EXCERPT PROVIDED
In 1910 'Tasmanian Chinchilla (clear blue Australian possum)' took its place in the American fur catalogue alongside Hudson seal, skunk, beaver, wolf and chamois. Advert from the Chicago Daily Tribune, 17 December 1910, p.26
In 1910 ‘Tasmanian Chinchilla (clear blue Australian possum)’ took its place in the American fur catalogue alongside Hudson seal, skunk, beaver, wolf and chamois. Advert from the Chicago Daily Tribune, 17 December 1910, p.26

By 1905 Etchell was sufficiently well known as a bushman of the high country to be recommended as the man to lead a search for Bert Hanson, the seventeen-year-old lost in a blizzard on the eastern side of Dove Lake.[32] Making a living as a bushman meant grasping every opportunity that came along, be it splitting palings, cutting railway sleepers, taking a contract to build or repair a road or working an osmiridium claim. In 1910, for example, Etchell’s £30 tender for work on the road at Bunkers Hill was accepted by the Waratah Council.[33] In 1912 he obtained a tanner’s licence, suggesting that he intended to deal in skins.[34]

'X' marks the spot. The Etchell Mayday (First of May) Plain hut raided by police in 1937. Note also the prospectors' camp marked nearby. From AA612/1/5 (TAHO).
‘X’ marks the spot. The Etchell Mayday (First of May) Plain hut raided by police in 1937 in the south-western corner of the Surrey Hills block. Note also the prospectors’ camp marked nearby. From AA612/1/5 (TAHO).

However, it was as a snarer that Etchell made his reputation. He would have learned how to hunt as a boy from his father or brothers. Like the Ayletts, the Etchell family dealt extensively in the fur trade. Luke’s brother William snared and bought skins.[35] His cousin Harold Reuben Etchell had run-ins with the law over skin dealings, being the subject of a police stake-out and raid on a hut on the Mayday Plain (now First of May Plain).[36] Ernest James Etchell was another hunter who tested or blurred the hunting regulations.[37] However, Luke struck up a partnership with his brother Thomas, who also dabbled in prospecting.[38]

Atkinson's hut and skin shed at Thompsons Park, on the Surrey Hills block. Thompsons Park was the site of a Field brothers' stock hut. Later it also served seasonal hunters.

SET TASKS
[1] Duplicate the passage in the excerpt on Luke Etchell, starting at "However, it was" and ending at "served seasonal hunters.".
[2] In the excerpt on Luke Etchell, how much was his tender for work on the road at Bunkers Hill?

RAW DATA
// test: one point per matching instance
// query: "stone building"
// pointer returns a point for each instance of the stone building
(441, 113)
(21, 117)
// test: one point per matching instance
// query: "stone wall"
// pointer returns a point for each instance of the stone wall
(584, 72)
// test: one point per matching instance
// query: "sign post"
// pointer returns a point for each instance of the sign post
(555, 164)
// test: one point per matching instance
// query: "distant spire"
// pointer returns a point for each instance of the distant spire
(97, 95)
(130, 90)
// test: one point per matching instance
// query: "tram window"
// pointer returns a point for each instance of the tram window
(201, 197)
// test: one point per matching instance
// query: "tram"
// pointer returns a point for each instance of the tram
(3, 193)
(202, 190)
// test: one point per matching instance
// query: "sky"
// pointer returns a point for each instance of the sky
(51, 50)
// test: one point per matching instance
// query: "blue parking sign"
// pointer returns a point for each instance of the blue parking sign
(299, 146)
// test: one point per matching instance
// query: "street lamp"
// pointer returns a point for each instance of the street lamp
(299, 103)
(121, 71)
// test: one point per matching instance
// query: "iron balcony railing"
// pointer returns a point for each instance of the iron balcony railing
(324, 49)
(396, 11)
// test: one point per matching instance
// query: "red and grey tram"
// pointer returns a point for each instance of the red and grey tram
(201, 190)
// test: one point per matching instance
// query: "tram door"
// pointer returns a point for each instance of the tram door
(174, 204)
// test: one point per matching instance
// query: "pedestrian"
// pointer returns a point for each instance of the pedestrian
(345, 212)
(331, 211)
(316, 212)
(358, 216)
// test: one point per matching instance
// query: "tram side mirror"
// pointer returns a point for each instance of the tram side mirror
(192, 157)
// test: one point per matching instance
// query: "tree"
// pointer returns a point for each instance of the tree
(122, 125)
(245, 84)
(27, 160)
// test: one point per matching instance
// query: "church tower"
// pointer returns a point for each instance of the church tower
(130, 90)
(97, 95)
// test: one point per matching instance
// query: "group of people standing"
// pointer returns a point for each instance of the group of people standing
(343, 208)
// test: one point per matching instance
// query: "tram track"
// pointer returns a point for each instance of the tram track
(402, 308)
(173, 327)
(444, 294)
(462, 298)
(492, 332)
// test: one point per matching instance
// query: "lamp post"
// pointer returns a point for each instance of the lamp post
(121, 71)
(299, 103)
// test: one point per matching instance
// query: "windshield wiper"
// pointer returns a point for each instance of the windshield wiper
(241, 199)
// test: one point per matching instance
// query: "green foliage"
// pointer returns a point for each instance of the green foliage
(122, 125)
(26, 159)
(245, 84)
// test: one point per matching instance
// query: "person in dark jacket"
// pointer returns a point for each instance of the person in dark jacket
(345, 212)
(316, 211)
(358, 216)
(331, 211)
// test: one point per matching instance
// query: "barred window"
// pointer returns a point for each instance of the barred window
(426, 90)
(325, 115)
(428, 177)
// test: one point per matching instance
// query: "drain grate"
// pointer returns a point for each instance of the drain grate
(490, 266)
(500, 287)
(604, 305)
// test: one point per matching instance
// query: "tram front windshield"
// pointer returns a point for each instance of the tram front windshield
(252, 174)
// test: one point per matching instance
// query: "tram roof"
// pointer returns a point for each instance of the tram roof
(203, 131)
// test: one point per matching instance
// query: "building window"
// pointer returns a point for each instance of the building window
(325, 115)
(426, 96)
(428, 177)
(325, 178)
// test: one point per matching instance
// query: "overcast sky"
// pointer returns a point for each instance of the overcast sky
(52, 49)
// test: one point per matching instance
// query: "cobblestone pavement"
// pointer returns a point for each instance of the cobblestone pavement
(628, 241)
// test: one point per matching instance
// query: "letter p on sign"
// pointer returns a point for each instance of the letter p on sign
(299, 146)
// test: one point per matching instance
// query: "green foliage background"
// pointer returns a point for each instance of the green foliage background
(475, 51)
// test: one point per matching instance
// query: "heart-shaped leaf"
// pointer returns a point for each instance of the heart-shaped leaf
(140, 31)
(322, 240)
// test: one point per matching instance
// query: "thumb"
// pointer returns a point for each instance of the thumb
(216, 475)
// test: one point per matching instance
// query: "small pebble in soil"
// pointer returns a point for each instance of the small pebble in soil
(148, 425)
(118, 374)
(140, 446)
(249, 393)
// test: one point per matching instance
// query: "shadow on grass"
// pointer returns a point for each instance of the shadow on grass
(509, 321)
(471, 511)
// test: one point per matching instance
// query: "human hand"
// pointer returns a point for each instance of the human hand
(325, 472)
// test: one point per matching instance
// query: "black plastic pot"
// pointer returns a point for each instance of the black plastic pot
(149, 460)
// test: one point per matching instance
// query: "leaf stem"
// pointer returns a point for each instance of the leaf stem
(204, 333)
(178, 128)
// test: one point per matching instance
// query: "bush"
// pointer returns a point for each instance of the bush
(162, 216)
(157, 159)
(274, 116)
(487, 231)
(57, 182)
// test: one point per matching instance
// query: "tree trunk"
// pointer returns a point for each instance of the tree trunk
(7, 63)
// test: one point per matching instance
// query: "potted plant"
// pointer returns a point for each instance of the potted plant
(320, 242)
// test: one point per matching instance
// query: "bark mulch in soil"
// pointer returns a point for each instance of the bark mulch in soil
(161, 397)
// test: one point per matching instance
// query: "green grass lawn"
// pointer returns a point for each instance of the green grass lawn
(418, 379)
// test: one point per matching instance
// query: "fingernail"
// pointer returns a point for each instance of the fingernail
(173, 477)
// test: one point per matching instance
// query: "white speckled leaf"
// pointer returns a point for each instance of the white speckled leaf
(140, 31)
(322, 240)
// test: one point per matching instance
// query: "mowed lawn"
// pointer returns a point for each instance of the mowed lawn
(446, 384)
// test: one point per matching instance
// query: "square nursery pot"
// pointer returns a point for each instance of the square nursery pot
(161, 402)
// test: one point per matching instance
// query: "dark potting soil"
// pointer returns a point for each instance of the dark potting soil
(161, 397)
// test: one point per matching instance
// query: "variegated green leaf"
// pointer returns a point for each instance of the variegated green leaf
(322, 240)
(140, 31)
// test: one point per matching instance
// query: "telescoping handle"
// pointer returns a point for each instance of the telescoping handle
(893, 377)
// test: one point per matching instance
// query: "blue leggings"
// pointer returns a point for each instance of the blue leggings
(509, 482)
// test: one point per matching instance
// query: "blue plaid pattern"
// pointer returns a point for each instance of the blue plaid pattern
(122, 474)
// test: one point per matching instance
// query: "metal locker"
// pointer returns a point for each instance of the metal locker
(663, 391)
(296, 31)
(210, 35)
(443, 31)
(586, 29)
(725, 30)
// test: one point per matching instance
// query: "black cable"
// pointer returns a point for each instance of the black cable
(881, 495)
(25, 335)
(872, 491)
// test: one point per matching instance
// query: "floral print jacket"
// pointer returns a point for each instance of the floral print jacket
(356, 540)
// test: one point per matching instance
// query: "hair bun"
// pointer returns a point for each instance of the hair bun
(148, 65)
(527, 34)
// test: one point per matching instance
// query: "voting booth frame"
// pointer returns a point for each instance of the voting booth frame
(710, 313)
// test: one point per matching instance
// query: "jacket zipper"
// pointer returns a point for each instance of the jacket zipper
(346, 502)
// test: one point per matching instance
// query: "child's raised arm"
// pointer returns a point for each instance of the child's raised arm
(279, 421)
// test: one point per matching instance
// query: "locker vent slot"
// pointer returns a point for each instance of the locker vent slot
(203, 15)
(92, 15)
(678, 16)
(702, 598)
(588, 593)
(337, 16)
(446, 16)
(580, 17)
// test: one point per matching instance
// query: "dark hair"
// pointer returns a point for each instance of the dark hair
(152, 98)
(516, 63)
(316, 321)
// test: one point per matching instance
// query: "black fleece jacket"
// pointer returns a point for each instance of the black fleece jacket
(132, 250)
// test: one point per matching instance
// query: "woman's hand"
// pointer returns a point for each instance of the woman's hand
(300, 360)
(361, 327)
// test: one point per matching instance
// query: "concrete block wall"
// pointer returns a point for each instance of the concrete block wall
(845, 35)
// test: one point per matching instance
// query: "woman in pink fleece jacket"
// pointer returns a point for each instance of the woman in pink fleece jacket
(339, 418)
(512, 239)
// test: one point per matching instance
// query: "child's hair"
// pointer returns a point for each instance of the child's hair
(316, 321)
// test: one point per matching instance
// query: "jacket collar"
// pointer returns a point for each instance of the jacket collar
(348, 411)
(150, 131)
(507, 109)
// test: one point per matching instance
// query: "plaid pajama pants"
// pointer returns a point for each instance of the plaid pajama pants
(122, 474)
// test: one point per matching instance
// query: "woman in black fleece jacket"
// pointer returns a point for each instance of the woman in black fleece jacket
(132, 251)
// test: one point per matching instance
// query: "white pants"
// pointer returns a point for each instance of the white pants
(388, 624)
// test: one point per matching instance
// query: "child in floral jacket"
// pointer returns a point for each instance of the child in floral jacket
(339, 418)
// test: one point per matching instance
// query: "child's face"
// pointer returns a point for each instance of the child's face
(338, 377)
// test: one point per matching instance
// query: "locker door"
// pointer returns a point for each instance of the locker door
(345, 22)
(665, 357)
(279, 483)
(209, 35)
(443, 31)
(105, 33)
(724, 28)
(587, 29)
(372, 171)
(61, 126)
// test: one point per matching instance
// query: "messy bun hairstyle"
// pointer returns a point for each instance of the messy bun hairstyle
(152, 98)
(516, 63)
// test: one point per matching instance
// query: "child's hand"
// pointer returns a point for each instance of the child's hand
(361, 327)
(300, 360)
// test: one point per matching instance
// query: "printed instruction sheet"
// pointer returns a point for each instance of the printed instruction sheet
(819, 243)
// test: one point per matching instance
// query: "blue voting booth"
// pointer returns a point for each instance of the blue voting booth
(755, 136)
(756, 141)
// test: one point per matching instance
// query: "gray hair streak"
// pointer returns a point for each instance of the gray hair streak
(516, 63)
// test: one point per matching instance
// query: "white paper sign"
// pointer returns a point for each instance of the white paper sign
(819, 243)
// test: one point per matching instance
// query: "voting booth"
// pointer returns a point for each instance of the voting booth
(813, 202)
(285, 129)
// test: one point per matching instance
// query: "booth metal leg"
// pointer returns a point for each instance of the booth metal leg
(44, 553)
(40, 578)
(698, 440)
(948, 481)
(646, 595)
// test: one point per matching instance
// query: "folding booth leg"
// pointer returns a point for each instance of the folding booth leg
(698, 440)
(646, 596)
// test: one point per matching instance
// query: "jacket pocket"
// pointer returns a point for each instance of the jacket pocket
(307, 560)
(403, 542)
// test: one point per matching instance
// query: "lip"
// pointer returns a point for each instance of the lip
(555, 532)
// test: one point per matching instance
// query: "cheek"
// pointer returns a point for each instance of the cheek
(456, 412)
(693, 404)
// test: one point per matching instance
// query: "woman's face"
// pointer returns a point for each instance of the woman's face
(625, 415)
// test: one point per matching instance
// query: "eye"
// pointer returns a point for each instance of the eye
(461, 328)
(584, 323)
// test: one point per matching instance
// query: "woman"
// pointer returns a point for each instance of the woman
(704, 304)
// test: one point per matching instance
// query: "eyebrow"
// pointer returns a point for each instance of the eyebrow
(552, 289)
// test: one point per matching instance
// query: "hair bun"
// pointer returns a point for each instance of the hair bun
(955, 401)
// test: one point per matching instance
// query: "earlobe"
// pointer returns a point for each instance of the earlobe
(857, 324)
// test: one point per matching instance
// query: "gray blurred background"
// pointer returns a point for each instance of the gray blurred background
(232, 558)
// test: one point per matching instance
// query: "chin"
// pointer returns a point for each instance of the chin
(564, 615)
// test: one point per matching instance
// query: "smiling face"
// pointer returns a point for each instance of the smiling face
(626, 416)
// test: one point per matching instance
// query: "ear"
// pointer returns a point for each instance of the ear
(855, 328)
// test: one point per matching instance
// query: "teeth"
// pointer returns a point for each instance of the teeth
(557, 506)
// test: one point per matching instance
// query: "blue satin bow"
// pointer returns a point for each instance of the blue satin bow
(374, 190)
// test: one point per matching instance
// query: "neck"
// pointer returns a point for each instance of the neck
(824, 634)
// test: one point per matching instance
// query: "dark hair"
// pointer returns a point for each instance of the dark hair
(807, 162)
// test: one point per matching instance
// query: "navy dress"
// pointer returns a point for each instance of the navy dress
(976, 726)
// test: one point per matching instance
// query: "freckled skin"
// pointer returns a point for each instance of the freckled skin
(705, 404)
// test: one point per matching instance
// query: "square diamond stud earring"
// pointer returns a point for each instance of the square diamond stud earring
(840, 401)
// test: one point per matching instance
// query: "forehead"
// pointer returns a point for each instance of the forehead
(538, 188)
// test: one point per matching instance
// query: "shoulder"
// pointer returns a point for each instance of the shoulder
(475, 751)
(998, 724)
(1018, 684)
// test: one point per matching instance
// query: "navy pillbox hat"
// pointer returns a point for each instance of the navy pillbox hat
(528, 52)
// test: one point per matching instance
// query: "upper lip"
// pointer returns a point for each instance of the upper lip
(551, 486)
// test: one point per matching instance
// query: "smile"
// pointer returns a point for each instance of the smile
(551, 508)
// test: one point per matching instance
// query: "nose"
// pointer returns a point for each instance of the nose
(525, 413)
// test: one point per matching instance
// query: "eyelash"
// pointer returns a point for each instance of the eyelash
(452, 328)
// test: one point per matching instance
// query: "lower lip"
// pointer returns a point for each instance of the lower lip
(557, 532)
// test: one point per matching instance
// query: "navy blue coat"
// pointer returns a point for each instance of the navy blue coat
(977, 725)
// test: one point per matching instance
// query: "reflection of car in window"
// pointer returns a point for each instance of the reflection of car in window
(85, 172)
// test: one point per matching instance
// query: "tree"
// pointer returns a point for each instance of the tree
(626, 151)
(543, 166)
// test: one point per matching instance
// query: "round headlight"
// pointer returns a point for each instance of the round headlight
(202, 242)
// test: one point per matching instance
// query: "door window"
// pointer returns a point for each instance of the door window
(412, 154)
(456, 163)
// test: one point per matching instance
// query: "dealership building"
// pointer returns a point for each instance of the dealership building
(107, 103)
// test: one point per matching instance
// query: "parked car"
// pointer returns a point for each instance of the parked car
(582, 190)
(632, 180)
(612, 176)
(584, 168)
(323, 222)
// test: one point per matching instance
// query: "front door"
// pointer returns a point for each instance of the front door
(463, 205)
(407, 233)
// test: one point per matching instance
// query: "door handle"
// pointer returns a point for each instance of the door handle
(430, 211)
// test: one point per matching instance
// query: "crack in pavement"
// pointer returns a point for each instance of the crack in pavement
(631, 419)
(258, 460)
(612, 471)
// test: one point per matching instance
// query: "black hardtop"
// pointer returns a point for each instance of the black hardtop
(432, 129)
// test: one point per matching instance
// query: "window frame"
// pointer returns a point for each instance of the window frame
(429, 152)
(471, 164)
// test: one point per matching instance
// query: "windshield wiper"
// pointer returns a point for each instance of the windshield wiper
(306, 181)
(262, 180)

ANSWERS TO THE EXERCISES
[1]
However, it was as a snarer that Etchell made his reputation. He would have learned how to hunt as a boy from his father or brothers. Like the Ayletts, the Etchell family dealt extensively in the fur trade. Luke’s brother William snared and bought skins.[35] His cousin Harold Reuben Etchell had run-ins with the law over skin dealings, being the subject of a police stake-out and raid on a hut on the Mayday Plain (now First of May Plain).[36] Ernest James Etchell was another hunter who tested or blurred the hunting regulations.[37] However, Luke struck up a partnership with his brother Thomas, who also dabbled in prospecting.[38]

Atkinson's hut and skin shed at Thompsons Park, on the Surrey Hills block. Thompsons Park was the site of a Field brothers' stock hut. Later it also served seasonal hunters.

[2] £30.